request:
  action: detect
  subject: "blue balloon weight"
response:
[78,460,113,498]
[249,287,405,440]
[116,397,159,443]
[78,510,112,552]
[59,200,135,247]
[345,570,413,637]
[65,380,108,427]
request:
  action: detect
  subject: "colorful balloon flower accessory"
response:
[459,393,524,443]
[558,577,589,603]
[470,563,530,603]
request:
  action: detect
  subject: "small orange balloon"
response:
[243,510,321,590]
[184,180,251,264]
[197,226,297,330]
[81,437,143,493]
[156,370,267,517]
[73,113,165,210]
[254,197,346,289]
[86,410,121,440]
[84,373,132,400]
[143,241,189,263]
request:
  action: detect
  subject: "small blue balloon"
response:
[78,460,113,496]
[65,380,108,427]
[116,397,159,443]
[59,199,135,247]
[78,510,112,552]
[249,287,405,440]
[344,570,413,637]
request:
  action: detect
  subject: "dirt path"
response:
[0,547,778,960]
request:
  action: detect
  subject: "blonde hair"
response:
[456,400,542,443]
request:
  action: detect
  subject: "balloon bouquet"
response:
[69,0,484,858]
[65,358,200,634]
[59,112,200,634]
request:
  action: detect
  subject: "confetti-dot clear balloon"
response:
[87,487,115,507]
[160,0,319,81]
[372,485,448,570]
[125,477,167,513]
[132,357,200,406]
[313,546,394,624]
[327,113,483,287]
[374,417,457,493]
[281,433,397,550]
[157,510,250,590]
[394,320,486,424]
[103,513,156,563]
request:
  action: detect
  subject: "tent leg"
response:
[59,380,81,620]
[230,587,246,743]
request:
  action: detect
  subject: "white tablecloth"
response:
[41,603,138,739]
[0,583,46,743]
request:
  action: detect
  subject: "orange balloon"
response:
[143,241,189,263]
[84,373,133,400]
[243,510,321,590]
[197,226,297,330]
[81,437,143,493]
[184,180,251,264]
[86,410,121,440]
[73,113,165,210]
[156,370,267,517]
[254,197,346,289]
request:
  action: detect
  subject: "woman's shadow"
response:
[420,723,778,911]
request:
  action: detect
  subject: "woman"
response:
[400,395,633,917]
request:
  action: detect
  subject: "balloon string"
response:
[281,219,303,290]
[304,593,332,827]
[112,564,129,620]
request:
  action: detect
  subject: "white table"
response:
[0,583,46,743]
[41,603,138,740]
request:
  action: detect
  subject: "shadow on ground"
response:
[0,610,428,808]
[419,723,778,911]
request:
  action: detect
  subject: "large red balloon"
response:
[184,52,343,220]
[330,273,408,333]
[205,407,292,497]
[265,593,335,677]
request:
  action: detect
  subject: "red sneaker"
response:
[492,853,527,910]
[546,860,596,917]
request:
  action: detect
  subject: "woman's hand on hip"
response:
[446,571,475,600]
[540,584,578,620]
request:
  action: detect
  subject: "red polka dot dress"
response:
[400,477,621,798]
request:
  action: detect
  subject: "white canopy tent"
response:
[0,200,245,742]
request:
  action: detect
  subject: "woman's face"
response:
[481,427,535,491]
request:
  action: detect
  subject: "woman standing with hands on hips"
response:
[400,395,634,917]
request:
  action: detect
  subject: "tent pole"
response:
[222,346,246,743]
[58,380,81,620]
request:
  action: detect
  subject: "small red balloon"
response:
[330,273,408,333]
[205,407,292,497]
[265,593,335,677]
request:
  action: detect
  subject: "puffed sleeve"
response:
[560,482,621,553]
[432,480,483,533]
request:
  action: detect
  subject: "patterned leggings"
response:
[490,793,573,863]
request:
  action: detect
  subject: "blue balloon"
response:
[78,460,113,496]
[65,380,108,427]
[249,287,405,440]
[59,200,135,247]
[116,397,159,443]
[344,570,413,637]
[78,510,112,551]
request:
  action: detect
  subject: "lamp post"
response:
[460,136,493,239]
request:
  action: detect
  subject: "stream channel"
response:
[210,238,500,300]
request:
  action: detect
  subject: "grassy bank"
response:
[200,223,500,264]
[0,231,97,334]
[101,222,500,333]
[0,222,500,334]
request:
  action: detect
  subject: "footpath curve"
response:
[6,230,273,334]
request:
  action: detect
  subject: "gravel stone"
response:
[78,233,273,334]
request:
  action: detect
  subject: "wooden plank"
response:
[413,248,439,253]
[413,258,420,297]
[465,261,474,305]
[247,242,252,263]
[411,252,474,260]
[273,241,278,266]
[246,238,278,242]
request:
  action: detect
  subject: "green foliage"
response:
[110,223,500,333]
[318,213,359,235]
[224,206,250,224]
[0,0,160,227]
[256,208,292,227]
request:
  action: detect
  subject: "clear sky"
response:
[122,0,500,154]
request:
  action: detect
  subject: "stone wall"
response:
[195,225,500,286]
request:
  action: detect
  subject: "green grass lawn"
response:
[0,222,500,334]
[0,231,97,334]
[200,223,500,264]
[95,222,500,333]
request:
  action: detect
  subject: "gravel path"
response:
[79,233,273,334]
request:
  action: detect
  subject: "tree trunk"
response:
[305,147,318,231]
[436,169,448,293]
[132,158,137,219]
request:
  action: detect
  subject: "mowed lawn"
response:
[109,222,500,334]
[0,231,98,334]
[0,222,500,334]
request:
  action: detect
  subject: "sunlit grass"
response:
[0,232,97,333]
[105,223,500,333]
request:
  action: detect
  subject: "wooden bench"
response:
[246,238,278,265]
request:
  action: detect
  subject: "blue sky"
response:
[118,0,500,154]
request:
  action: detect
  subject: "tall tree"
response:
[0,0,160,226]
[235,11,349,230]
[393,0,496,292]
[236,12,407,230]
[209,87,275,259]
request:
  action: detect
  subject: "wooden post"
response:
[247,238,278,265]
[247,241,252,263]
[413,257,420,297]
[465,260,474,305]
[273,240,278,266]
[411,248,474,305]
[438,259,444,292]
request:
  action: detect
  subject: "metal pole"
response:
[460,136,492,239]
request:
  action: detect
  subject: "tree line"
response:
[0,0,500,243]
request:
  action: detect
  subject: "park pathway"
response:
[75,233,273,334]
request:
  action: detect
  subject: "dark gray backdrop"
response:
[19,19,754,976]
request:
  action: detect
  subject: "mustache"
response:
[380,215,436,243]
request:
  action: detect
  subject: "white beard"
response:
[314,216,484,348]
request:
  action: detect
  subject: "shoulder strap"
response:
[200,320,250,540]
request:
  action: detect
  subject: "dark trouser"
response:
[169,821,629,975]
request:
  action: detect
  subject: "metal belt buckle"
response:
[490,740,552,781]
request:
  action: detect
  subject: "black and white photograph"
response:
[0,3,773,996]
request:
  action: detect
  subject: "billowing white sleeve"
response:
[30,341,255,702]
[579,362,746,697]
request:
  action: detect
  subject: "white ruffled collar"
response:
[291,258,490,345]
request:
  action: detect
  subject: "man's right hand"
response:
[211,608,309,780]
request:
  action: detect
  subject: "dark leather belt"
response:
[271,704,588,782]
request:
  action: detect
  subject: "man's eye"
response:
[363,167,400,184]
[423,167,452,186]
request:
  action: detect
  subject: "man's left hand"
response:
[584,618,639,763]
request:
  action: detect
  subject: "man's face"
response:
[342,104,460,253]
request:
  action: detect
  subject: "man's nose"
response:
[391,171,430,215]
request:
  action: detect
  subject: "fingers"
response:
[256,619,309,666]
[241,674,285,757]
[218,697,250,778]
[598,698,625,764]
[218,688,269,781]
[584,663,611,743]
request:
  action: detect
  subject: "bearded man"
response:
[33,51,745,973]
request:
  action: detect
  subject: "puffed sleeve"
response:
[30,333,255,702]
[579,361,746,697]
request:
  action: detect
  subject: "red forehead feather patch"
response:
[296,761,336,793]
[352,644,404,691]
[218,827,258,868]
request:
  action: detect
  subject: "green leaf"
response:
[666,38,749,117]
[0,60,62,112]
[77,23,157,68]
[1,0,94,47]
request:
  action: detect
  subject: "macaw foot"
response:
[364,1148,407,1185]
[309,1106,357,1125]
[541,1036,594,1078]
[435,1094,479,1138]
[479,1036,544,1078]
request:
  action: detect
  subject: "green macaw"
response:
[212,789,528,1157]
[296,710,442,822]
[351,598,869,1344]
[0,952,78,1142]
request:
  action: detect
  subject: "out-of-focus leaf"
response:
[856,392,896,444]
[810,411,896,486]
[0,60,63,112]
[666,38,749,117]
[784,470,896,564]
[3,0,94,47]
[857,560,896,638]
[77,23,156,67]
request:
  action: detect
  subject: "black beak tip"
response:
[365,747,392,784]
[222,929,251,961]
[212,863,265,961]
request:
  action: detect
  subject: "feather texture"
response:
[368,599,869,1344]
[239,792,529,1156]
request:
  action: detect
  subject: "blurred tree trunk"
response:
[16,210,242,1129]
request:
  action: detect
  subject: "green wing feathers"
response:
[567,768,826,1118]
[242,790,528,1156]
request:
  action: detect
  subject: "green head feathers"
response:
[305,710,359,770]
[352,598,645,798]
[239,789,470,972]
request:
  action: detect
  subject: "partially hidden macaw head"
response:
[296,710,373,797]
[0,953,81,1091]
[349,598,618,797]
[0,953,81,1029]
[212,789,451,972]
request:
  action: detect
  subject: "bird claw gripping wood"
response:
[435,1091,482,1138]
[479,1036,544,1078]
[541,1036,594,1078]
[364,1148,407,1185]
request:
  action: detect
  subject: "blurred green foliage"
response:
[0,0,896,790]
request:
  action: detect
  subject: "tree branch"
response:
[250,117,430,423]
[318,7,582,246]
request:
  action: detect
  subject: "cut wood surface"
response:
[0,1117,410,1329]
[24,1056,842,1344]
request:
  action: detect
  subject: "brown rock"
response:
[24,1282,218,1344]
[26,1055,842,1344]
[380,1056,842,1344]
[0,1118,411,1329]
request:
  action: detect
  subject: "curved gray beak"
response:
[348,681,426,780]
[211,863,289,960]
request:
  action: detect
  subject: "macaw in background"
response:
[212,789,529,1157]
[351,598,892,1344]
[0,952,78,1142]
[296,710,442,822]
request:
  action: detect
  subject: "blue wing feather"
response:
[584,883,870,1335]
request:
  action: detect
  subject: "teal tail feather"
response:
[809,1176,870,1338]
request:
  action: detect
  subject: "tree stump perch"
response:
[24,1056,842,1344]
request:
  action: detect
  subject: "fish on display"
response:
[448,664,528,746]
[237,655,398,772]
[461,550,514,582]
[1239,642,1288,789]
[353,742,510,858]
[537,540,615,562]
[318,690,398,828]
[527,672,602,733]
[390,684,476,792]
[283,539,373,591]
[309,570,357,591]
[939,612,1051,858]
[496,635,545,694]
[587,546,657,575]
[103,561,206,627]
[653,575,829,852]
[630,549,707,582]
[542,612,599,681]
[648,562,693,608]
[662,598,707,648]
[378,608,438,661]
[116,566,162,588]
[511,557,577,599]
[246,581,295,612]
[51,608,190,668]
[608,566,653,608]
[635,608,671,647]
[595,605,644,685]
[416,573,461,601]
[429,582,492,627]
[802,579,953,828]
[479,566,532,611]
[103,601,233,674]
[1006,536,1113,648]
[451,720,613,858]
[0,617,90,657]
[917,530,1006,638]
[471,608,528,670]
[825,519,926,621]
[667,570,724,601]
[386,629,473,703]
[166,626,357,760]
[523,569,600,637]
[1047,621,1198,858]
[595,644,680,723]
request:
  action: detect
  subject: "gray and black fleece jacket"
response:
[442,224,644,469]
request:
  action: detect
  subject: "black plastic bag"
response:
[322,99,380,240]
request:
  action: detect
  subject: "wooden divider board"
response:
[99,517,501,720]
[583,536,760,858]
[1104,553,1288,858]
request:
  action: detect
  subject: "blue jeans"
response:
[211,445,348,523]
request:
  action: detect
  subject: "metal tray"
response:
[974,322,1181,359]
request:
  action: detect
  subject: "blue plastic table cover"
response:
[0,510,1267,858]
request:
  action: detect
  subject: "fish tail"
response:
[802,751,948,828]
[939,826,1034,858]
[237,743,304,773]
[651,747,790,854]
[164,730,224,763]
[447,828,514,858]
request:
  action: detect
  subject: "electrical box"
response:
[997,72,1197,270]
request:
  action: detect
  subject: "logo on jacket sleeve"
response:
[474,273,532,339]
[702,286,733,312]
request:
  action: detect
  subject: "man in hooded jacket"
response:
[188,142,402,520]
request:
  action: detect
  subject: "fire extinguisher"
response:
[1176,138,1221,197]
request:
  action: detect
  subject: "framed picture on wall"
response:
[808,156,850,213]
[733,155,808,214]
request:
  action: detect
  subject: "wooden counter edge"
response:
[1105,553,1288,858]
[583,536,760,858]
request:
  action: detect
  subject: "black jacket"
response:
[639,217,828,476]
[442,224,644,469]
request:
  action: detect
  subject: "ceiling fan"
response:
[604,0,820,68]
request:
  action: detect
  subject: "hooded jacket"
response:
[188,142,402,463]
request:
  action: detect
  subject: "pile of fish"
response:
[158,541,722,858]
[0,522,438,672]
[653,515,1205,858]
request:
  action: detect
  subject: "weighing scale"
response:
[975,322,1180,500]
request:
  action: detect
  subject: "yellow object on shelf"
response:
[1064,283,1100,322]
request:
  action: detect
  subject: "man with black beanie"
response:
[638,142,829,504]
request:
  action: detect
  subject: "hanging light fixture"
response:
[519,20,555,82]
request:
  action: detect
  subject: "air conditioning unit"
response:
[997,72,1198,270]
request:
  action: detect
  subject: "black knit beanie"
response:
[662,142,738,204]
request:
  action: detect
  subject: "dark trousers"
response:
══════════════════════════════
## Aim
Extract every line of the items above that contains the string "woman".

## Finished task
  subject: "woman's shadow"
  subject: "woman"
  subject: "woman's hand on hip"
  subject: "woman's face"
  subject: "woman standing with hands on hips"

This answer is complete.